→ **TO BE DONE**
List every line of the records that contains the word "window", keeping case as it is.

----------------

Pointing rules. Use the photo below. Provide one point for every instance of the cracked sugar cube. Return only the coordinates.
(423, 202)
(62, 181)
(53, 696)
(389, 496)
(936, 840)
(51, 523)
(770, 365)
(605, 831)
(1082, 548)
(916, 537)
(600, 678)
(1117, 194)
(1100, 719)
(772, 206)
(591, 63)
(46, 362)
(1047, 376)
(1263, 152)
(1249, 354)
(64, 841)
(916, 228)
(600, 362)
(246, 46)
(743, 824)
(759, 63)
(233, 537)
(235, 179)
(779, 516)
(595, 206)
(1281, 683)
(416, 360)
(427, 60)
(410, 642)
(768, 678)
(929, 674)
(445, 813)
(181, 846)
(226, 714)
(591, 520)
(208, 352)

----------------

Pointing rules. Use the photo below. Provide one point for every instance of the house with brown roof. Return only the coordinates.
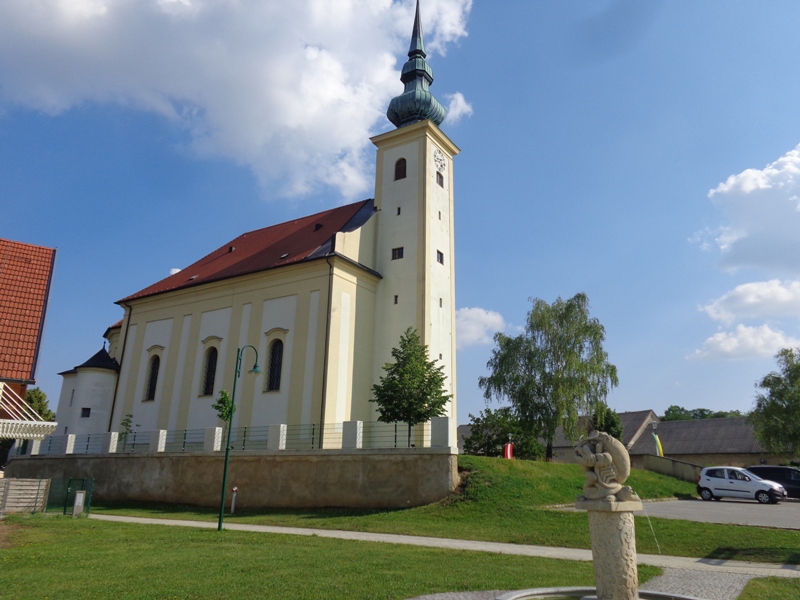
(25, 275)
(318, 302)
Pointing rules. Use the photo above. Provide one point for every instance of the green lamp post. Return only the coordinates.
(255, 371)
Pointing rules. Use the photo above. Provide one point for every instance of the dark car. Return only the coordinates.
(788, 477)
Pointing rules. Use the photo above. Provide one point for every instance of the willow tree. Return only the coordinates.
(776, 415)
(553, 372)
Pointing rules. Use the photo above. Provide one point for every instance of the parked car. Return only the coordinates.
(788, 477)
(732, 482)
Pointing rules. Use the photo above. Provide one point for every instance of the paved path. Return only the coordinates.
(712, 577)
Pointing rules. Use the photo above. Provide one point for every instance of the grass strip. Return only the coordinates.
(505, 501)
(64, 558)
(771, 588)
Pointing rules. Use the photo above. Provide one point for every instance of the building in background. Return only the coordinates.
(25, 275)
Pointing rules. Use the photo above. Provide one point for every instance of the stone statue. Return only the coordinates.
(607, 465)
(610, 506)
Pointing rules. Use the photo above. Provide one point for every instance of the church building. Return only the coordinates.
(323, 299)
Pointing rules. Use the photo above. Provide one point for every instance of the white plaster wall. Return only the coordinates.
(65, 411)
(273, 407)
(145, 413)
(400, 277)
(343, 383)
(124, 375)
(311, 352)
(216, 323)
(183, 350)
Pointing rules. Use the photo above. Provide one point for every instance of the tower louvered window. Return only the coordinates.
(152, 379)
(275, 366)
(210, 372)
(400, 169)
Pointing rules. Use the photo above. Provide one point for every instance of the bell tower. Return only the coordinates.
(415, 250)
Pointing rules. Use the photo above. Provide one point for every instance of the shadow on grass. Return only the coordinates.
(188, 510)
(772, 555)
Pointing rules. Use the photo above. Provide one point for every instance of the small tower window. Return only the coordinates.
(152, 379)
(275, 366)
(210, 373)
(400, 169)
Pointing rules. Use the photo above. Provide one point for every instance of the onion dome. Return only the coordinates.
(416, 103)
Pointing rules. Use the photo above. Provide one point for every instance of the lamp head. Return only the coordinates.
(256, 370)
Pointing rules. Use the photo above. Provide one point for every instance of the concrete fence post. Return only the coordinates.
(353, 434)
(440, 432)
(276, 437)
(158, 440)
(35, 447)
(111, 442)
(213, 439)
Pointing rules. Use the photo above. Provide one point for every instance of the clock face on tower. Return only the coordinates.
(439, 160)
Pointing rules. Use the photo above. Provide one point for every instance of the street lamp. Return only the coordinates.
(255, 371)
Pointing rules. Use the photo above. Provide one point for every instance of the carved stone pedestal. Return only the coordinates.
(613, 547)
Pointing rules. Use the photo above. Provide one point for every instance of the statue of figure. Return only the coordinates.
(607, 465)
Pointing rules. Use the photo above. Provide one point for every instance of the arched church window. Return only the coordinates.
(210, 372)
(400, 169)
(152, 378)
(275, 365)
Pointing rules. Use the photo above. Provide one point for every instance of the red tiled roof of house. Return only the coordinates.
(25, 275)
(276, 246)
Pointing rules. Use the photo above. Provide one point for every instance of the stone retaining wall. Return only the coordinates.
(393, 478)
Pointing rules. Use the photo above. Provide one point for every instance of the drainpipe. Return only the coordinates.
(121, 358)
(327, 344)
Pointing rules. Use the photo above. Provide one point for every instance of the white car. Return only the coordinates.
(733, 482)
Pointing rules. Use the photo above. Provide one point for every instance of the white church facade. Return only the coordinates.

----------------

→ **SOLUTION TO THIS EXERCISE**
Pointing rules. Use the photo above. Provide one point for every instance of the tower louvered window. Return only the coordinates.
Pointing rules. Use the photo above. Provide one point for every instance of the small tower window. Return only the coordinates.
Pointing rules. Use the photo above. Provide one point for every instance of the arched church window. Return only the coordinates.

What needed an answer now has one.